* GOAL: Rewrite the listing below, changing "Whereabouts in this scan" to "Where in this photo" wherever it occurs and keeping every other line and word the same.

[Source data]

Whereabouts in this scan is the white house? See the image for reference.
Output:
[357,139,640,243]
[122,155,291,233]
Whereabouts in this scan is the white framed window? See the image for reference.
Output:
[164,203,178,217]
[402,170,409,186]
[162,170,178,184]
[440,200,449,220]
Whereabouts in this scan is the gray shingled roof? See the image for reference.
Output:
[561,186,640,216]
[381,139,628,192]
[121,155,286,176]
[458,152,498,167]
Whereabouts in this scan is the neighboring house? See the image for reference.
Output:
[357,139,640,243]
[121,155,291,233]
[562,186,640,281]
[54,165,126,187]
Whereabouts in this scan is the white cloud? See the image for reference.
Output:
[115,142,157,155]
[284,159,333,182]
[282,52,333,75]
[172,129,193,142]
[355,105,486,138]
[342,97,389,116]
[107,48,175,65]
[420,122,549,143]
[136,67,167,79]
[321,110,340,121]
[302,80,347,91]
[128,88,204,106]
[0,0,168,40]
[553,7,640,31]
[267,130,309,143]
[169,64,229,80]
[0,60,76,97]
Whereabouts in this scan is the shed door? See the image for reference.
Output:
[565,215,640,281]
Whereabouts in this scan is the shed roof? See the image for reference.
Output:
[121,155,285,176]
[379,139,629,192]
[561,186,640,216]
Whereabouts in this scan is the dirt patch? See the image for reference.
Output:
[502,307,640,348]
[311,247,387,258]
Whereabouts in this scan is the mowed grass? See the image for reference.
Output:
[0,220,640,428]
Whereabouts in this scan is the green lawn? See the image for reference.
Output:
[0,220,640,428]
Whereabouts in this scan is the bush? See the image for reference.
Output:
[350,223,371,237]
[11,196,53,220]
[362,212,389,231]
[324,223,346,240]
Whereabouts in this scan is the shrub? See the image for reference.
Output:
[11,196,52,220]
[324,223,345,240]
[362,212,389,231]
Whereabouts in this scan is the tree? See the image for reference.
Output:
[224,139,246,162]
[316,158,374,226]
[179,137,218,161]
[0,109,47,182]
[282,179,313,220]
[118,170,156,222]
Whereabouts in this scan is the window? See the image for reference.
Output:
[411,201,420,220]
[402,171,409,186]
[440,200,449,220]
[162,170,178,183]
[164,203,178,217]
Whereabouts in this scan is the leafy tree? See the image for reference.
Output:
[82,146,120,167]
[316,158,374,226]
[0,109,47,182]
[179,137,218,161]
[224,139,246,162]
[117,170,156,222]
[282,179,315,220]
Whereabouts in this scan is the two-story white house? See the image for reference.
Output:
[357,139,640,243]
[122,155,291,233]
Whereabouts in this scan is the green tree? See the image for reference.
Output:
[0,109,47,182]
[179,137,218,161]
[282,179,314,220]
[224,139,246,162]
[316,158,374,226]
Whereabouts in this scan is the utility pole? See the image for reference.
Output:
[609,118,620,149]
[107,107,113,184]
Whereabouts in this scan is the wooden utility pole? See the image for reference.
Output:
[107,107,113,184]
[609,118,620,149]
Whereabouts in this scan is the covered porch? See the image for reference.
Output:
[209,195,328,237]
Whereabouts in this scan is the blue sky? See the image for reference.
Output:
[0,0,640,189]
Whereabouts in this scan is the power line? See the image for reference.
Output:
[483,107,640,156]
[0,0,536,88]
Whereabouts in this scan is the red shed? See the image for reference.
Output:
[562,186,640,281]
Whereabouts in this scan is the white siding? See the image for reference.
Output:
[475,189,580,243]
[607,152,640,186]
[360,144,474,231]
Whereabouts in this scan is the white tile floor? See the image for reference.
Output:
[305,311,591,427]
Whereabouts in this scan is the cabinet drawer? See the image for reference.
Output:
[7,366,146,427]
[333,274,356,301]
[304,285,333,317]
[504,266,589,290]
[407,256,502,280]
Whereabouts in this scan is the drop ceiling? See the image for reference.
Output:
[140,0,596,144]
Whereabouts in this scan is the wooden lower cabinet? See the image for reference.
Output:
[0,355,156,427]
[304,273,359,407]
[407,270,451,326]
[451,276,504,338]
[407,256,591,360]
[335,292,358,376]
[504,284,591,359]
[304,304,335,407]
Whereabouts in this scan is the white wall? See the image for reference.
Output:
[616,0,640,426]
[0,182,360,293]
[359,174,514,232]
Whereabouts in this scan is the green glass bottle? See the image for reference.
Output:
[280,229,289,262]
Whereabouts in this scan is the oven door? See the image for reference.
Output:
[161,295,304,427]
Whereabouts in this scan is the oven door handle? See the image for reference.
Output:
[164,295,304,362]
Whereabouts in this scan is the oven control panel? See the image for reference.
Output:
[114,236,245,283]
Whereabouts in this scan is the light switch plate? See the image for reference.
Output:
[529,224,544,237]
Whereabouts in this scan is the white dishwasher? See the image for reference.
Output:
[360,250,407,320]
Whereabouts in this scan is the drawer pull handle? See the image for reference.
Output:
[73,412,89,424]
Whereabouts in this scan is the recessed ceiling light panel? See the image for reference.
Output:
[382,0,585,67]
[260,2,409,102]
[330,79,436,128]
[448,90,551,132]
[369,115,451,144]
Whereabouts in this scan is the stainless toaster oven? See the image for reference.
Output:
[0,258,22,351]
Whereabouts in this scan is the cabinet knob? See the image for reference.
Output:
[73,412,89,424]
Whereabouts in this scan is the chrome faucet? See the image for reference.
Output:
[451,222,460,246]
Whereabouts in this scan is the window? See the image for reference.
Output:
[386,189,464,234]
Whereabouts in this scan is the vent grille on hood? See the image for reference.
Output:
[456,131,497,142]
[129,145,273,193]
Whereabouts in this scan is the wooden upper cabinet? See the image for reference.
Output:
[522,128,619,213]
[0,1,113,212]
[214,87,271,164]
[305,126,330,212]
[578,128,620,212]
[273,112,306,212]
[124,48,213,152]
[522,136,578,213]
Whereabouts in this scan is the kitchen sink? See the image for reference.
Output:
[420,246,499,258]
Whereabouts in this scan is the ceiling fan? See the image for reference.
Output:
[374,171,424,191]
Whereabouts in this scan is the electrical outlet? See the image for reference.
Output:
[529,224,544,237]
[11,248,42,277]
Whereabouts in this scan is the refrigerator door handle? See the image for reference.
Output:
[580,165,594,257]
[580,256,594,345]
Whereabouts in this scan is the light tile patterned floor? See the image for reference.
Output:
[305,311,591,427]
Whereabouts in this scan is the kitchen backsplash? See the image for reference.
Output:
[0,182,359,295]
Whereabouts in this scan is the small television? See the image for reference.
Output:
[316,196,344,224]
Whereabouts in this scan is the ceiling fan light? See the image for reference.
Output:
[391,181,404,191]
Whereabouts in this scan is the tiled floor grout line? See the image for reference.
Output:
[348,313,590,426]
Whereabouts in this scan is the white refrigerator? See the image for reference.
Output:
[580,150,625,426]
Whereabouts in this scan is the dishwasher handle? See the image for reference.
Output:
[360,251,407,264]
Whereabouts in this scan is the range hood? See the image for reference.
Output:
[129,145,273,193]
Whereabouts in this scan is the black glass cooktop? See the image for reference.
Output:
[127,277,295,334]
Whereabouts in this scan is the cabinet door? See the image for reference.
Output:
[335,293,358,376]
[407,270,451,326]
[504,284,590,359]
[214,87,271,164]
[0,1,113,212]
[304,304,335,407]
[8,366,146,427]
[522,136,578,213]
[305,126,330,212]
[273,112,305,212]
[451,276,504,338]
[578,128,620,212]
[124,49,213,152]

* THE COMPLETED TASK:
Where in this photo is the white house? See the image for reference.
Output:
[357,139,640,243]
[122,155,291,233]
Where in this photo is the white framed window? See the image for reference.
Output:
[164,203,178,217]
[402,170,409,186]
[162,170,178,184]
[440,200,449,220]
Where in this photo is the gray shingled roof? See the image for reference.
Output:
[561,186,640,216]
[381,139,628,192]
[121,155,286,176]
[458,152,498,167]
Where in this photo is the neighboring house? See the image for reference.
Output:
[357,139,640,243]
[121,155,291,233]
[562,186,640,281]
[54,165,126,187]
Where in this photo is the white cloud? See the image for reference.
Output:
[115,142,157,155]
[284,159,333,182]
[282,52,333,75]
[172,129,193,142]
[355,105,486,138]
[342,97,389,116]
[107,48,175,65]
[420,122,549,143]
[136,67,167,79]
[321,110,340,121]
[302,80,347,91]
[128,88,204,106]
[0,0,168,40]
[553,7,640,31]
[267,130,309,143]
[169,64,229,80]
[0,60,76,97]
Where in this photo is the shed door? See the image for reference.
Output:
[565,215,640,281]
Where in this photo is the shed roof? See the image for reference.
Output:
[121,155,285,176]
[379,139,629,192]
[561,186,640,216]
Where in this photo is the dirt patch? See the image for reference.
Output:
[502,307,640,348]
[311,247,387,258]
Where in this photo is the mowed grass? See the image for reference.
Output:
[0,220,640,428]
Where in this photo is the green lawn? See the image for reference.
Output:
[0,220,640,428]
Where in this photo is the bush? See the image for reference.
Output:
[350,223,371,237]
[11,196,53,220]
[362,212,389,231]
[324,223,346,240]
Where in this photo is the shrub? See the image for reference.
Output:
[11,196,52,220]
[324,223,345,240]
[362,212,389,231]
Where in this photo is the tree? See the image for reference.
Output:
[224,139,246,162]
[316,158,374,226]
[179,137,218,161]
[0,109,47,182]
[282,179,313,220]
[118,170,156,222]
Where in this photo is the window? See the image for reference.
Output:
[411,201,420,220]
[402,171,409,186]
[440,200,449,220]
[162,170,178,183]
[164,203,178,217]
Where in this photo is the leafy tree? See the image for reference.
Output:
[82,146,120,167]
[316,158,374,226]
[0,109,47,182]
[179,137,218,161]
[224,139,246,162]
[117,170,156,222]
[282,179,315,220]
Where in this photo is the two-story white house? See the image for reference.
Output:
[357,139,640,243]
[122,155,291,233]
Where in this photo is the green tree? See the image for reference.
Output:
[0,109,47,182]
[179,137,218,161]
[282,179,314,220]
[224,139,246,162]
[316,158,374,226]
Where in this photo is the utility pole? See the image for reference.
Output:
[609,118,620,149]
[107,107,113,184]
Where in this photo is the wooden utility pole? See the image for reference.
Output:
[107,107,113,184]
[609,118,620,149]
Where in this photo is the covered porch? See the image for reference.
Output:
[209,195,328,237]
Where in this photo is the blue sky? See the image for reference.
Output:
[0,0,640,189]
Where in this photo is the power line? See the image for reference.
Output:
[483,107,640,156]
[0,0,536,88]
Where in this photo is the red shed? See the image for reference.
Output:
[562,186,640,281]
Where in this photo is the white siding? See the image for reference.
Output:
[475,189,580,243]
[607,152,640,186]
[360,144,474,231]
Where in this photo is the white tile floor? See the image for reference.
Output:
[305,311,591,427]
Where in this photo is the cabinet drawer? See the image for reference.
Output:
[7,366,146,427]
[333,274,356,301]
[304,285,333,317]
[504,266,589,290]
[407,256,502,280]
Where in this photo is the drop ceiling? See the image for reference.
Output:
[140,0,596,144]
Where in this photo is the wooden lower cabinet? See the image for reference.
Output:
[0,355,156,427]
[304,273,359,407]
[407,270,451,326]
[451,276,504,338]
[407,256,591,360]
[335,292,358,376]
[504,284,591,359]
[304,304,335,407]
Where in this photo is the white wall? See the image for reference.
Output:
[616,0,640,426]
[0,182,360,293]
[359,174,514,232]
Where in this photo is the green glass bottle? See the image for reference.
Output:
[280,229,289,262]
Where in this photo is the oven door? See the image for reference.
Output:
[161,295,304,427]
Where in this photo is the oven door handle? See the image for reference.
Output:
[164,295,304,362]
Where in this photo is the oven control panel? See the image for reference.
Output:
[114,236,245,283]
Where in this photo is the light switch plate? See the image for reference.
Output:
[529,224,544,237]
Where in this photo is the white dishwasher? See the image for reference.
Output:
[360,250,407,320]
Where in this photo is the drawer pull handle? See the image for reference.
Output:
[73,412,89,424]
Where in this photo is the recessed ceiling light panel? See the image for reference.
Output:
[382,0,585,67]
[260,2,409,102]
[330,79,436,128]
[448,90,551,132]
[369,115,451,144]
Where in this photo is the stainless toaster oven? See the image for reference.
Output:
[0,258,22,351]
Where in this photo is the cabinet knob? See the image for reference.
Output:
[73,412,89,424]
Where in this photo is the chrome faucet? See the image for reference.
Output:
[451,222,460,246]
Where in this photo is the window? See the image for reference.
Output:
[386,189,464,234]
Where in this photo is the vent grille on hood? See the image for reference.
Output:
[456,131,497,142]
[129,145,273,193]
Where in this photo is the wooden upper cabinet? See the image for reference.
Output:
[522,128,619,213]
[0,1,113,212]
[214,87,271,164]
[305,126,330,212]
[578,128,620,212]
[273,112,306,212]
[124,48,213,152]
[522,136,578,213]
Where in this photo is the kitchen sink? See the image for reference.
Output:
[420,246,499,258]
Where in this photo is the ceiling fan? See the image for reference.
Output:
[374,171,424,191]
Where in this photo is the electrical outlet? See the image for reference.
Output:
[529,224,544,237]
[11,248,42,277]
Where in this photo is the refrigerator door handle? See the image for reference.
Output:
[580,165,594,257]
[580,256,594,345]
Where in this photo is the light tile patterned floor? See the image for reference.
Output:
[305,311,591,427]
Where in this photo is the kitchen backsplash? See the image for reference.
Output:
[0,182,359,295]
Where in this photo is the small television? See the image for reference.
Output:
[316,196,344,224]
Where in this photo is the ceiling fan light? See the image for reference.
Output:
[391,181,404,191]
Where in this photo is the tiled floor grout line? See the image for reference.
Output:
[348,313,590,426]
Where in this photo is the white refrigerator? See the image for reference.
Output:
[580,150,625,426]
Where in this photo is the dishwasher handle? See the image for reference.
Output:
[360,251,407,264]
Where in this photo is the range hood? See the image for reference.
Output:
[129,145,273,193]
Where in this photo is the black glass cooktop? See the image for reference.
Output:
[127,277,295,334]
Where in this photo is the cabinet door? See the image for reference.
Output:
[335,293,358,376]
[407,270,451,326]
[504,284,590,359]
[214,87,271,164]
[0,1,113,212]
[304,304,335,407]
[8,366,146,427]
[522,136,578,213]
[305,126,330,212]
[273,112,305,212]
[451,276,504,338]
[578,128,620,212]
[124,49,213,152]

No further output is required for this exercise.